(Written exercise) Switch "Examine" to "Inspect" in the records, from the first line through the line with "[0,393,800,532]". Write those lines out again with nothing else changed, and omit the pictures.

####################

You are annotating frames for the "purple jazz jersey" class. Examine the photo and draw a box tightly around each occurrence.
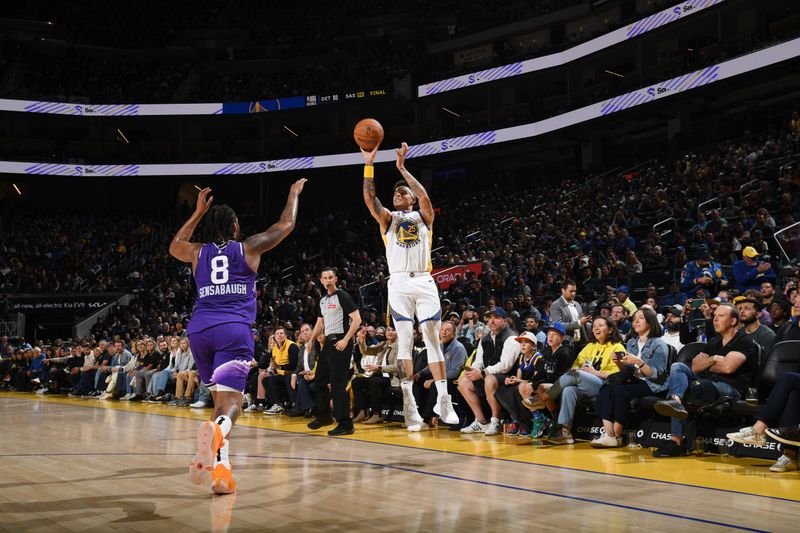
[187,241,256,333]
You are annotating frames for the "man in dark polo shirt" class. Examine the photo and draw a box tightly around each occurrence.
[653,303,758,457]
[306,267,361,437]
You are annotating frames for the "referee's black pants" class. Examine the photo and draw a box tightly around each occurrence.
[314,340,353,424]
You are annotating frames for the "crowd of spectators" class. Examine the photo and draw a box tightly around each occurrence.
[0,113,800,468]
[6,0,792,107]
[0,211,166,293]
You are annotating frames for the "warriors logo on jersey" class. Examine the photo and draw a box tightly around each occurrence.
[395,218,419,248]
[383,211,433,274]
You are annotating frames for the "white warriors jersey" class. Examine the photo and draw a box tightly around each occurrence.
[383,211,433,274]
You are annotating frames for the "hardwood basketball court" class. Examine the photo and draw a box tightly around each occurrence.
[0,393,800,532]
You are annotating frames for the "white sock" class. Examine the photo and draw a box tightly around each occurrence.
[400,381,414,403]
[216,415,233,437]
[434,379,447,398]
[214,439,231,468]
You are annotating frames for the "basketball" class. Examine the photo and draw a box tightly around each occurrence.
[353,118,383,150]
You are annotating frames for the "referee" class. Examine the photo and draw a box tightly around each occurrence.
[307,267,361,437]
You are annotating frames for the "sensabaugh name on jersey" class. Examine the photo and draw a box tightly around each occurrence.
[197,283,247,298]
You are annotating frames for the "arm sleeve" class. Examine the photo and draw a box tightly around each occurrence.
[642,339,669,380]
[486,338,520,374]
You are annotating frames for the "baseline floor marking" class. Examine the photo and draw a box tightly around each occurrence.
[0,396,800,504]
[0,452,769,533]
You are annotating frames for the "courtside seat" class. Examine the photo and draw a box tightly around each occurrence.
[670,342,707,368]
[731,341,800,417]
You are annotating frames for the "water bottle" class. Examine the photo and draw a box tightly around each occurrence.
[697,322,708,344]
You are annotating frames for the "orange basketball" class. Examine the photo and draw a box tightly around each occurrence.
[353,118,383,150]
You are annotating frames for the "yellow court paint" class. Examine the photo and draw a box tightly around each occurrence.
[6,392,800,501]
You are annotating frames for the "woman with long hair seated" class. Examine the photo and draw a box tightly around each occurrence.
[591,306,669,448]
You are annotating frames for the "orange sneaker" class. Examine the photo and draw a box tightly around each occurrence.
[189,420,225,485]
[211,463,236,494]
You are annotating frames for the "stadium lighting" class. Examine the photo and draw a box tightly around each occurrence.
[117,128,130,144]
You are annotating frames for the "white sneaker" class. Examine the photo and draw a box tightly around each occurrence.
[483,418,503,437]
[461,420,489,433]
[589,433,622,448]
[407,422,429,433]
[726,426,764,446]
[769,455,797,472]
[264,403,283,415]
[433,394,458,426]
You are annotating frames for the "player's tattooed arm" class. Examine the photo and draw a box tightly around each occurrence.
[169,187,214,265]
[361,146,392,233]
[395,143,434,228]
[244,178,308,260]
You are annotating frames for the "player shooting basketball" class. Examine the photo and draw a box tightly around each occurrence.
[361,143,458,431]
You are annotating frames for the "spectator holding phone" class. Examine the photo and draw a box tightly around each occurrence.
[733,246,778,294]
[530,317,625,444]
[681,245,728,298]
[456,306,489,346]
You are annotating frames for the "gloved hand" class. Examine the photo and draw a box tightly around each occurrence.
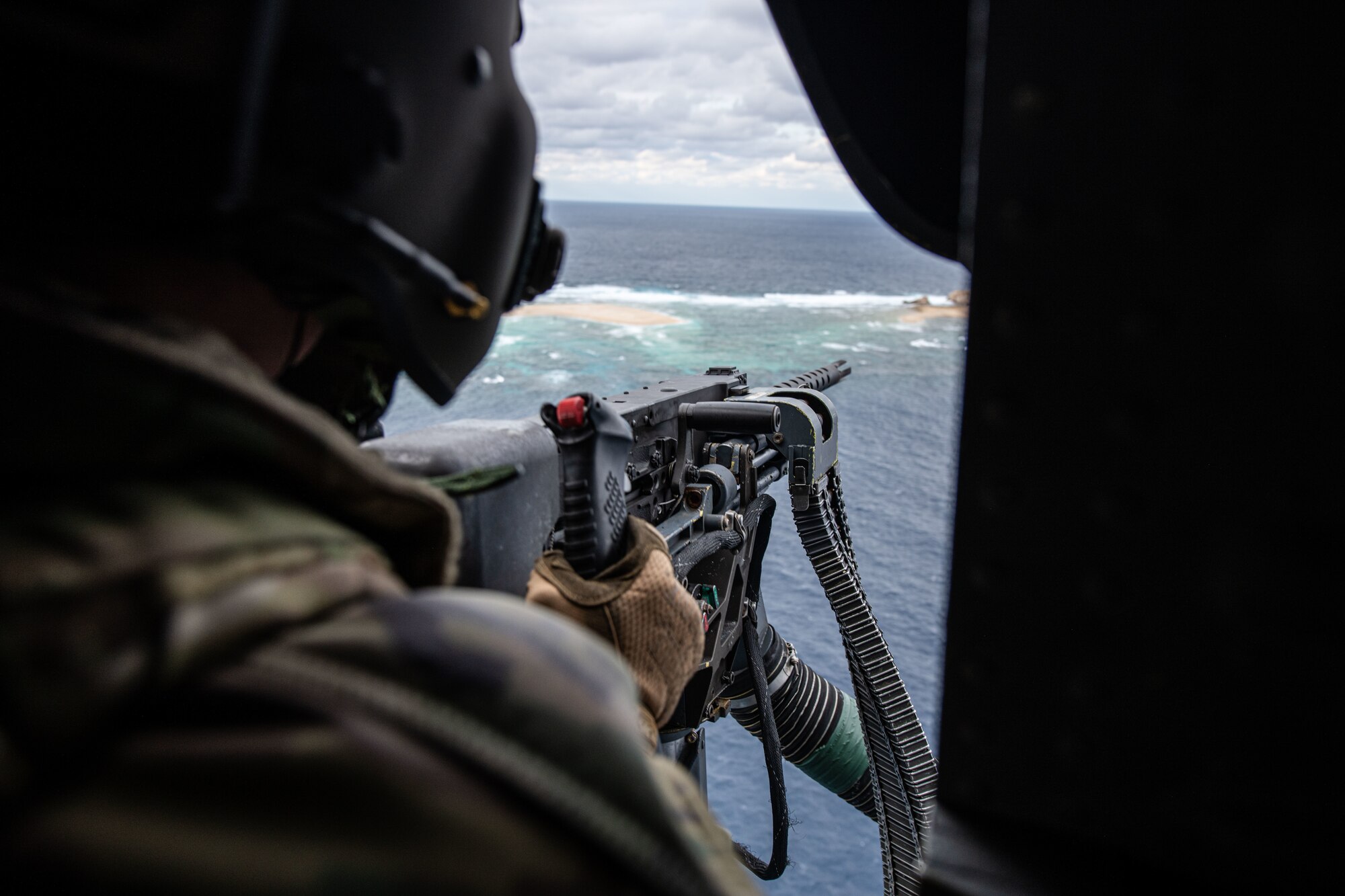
[527,517,705,736]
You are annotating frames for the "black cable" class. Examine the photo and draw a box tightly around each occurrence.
[733,604,790,880]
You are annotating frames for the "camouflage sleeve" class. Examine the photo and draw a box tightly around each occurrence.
[16,589,755,893]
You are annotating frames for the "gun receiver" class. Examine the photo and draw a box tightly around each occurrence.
[604,360,850,729]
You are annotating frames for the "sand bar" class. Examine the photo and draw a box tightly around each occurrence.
[507,301,685,327]
[897,305,967,323]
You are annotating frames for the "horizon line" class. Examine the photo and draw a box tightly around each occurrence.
[542,194,882,214]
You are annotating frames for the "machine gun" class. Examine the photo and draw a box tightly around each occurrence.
[367,360,936,892]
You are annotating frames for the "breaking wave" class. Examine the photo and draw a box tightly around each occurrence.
[539,284,952,308]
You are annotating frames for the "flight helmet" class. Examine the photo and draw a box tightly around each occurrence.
[0,0,564,403]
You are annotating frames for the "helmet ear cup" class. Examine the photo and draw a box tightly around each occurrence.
[0,0,564,402]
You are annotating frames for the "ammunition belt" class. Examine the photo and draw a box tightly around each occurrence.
[794,467,939,896]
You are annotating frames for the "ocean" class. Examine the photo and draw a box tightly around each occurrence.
[383,202,968,896]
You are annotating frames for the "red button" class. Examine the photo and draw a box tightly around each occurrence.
[555,395,584,429]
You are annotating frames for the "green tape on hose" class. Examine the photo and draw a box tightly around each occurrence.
[794,694,869,794]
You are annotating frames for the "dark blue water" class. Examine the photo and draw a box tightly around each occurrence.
[385,203,966,896]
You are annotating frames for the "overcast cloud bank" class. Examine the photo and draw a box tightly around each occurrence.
[515,0,868,210]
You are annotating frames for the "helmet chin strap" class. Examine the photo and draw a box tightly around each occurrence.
[281,308,308,372]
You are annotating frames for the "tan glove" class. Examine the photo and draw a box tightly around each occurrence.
[527,517,705,729]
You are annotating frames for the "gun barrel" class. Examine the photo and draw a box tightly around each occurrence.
[775,360,850,391]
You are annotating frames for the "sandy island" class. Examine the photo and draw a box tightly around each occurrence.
[897,289,971,323]
[507,302,683,327]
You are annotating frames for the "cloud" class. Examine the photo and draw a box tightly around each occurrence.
[514,0,863,208]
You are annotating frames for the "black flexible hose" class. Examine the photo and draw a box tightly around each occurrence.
[733,607,790,880]
[725,623,877,821]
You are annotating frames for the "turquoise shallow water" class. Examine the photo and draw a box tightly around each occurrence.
[385,203,966,896]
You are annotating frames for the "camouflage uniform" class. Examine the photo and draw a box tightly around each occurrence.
[0,293,753,893]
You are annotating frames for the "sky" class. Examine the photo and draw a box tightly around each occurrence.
[514,0,869,211]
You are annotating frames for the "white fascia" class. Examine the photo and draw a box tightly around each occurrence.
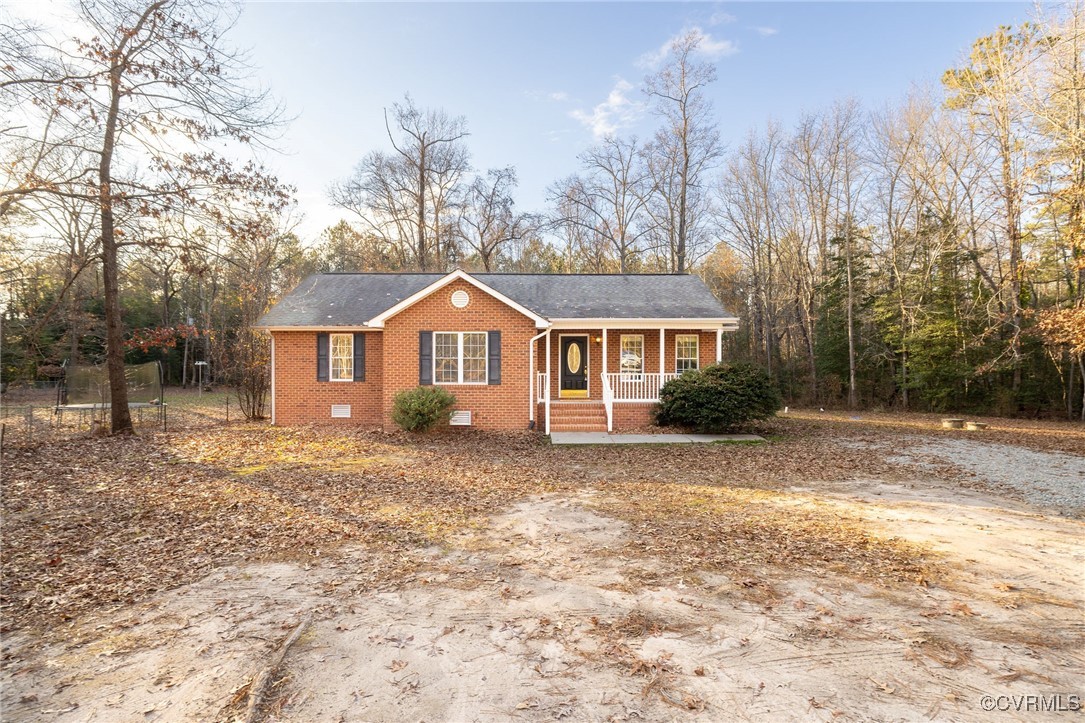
[366,269,550,329]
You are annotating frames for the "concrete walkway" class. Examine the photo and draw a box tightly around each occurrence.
[550,432,765,444]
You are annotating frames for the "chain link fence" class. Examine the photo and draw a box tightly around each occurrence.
[0,392,244,448]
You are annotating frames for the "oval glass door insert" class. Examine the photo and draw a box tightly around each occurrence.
[565,344,580,375]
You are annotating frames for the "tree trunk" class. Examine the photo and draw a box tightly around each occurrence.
[844,221,858,409]
[98,65,135,434]
[417,141,426,271]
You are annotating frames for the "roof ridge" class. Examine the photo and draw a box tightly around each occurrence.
[315,271,695,277]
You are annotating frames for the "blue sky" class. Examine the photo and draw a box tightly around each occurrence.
[231,2,1030,240]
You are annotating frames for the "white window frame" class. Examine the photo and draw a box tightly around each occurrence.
[675,334,701,375]
[617,334,644,379]
[328,334,354,381]
[432,331,489,386]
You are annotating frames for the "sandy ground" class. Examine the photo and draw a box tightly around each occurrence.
[0,434,1085,721]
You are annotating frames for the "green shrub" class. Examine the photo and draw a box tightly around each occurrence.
[392,386,456,432]
[655,364,781,433]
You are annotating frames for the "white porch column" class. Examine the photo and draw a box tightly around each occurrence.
[602,327,607,375]
[546,329,551,434]
[660,329,667,371]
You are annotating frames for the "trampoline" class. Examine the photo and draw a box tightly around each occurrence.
[54,362,166,429]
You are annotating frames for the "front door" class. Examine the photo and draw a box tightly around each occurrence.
[558,337,588,397]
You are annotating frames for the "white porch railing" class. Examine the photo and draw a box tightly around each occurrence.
[599,373,614,432]
[603,372,678,402]
[535,371,550,402]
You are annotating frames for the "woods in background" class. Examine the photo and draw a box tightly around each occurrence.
[0,0,1085,418]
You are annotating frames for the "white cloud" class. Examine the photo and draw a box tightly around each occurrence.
[569,78,644,138]
[523,90,569,103]
[636,25,739,71]
[709,10,738,25]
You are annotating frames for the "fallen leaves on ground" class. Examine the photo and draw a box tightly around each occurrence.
[0,408,1045,630]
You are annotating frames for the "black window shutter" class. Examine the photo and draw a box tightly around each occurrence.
[354,331,366,381]
[317,334,328,381]
[486,331,501,384]
[418,331,433,384]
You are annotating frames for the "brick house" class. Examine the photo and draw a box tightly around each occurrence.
[257,270,738,434]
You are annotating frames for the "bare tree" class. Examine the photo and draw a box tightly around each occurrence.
[550,136,652,274]
[0,0,288,434]
[942,23,1037,394]
[458,166,539,271]
[329,96,470,271]
[644,30,723,274]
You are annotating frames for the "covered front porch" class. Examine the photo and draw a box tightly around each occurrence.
[531,320,728,434]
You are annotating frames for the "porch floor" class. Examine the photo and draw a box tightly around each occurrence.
[550,432,765,444]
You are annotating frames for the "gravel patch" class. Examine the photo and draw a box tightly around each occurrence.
[886,440,1085,515]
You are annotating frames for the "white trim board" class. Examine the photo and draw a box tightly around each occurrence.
[366,269,550,329]
[550,318,739,331]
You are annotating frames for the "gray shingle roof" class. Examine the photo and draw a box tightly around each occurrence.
[251,274,732,327]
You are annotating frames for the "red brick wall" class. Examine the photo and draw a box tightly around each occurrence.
[382,280,538,430]
[272,330,384,427]
[614,399,659,432]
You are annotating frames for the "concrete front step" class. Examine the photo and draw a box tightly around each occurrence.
[550,402,607,432]
[550,415,607,427]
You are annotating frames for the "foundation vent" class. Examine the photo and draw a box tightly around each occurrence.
[448,411,471,427]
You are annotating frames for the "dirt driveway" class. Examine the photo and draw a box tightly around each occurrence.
[2,414,1085,721]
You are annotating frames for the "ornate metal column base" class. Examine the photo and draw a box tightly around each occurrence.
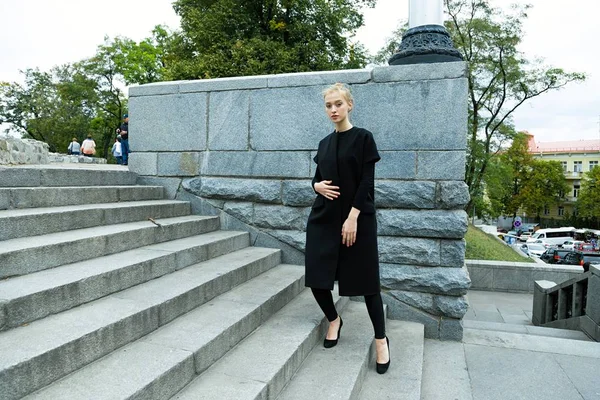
[388,25,463,65]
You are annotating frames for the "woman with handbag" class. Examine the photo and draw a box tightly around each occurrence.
[81,135,96,157]
[305,83,390,374]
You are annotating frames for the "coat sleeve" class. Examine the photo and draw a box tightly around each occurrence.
[352,132,381,211]
[310,154,323,194]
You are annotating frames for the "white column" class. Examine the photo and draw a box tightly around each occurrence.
[408,0,444,28]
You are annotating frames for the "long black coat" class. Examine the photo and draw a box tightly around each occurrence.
[305,127,380,296]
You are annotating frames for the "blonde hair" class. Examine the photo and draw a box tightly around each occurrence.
[323,82,354,105]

####################

(Exercise response)
You are annotating frames for the "purple jazz jersey" class. Inspect the photo and draw a box tightly around each occurrence.
[187,241,256,333]
You are annotating frames for the "man in dark polo shirt" class. Inspect the photo and draw a box tightly around each occurrence.
[653,303,758,457]
[306,267,361,437]
You are annotating frames for the "referee's black pants" class. Inspect the photo and draw a box tightly around each occurrence.
[314,340,353,424]
You are annotating frames for the "crowd of spectators" class. Inspect the photo and draw a box tightly around each occurrence.
[0,113,800,468]
[6,0,792,107]
[0,211,166,293]
You are annotating frames for the "warriors logo on jersey" class. Inspect the photo and draw a box tightly around each occurrence.
[395,218,419,248]
[383,211,433,274]
You are annotating frames for the "white warriors jersey" class. Inspect the photo and draw a box tightly around each occurrence.
[383,211,433,274]
You are annotating frames for the "hardwood basketball court" class. Inspect the photo and draw a box tightly around each occurrence.
[0,393,800,532]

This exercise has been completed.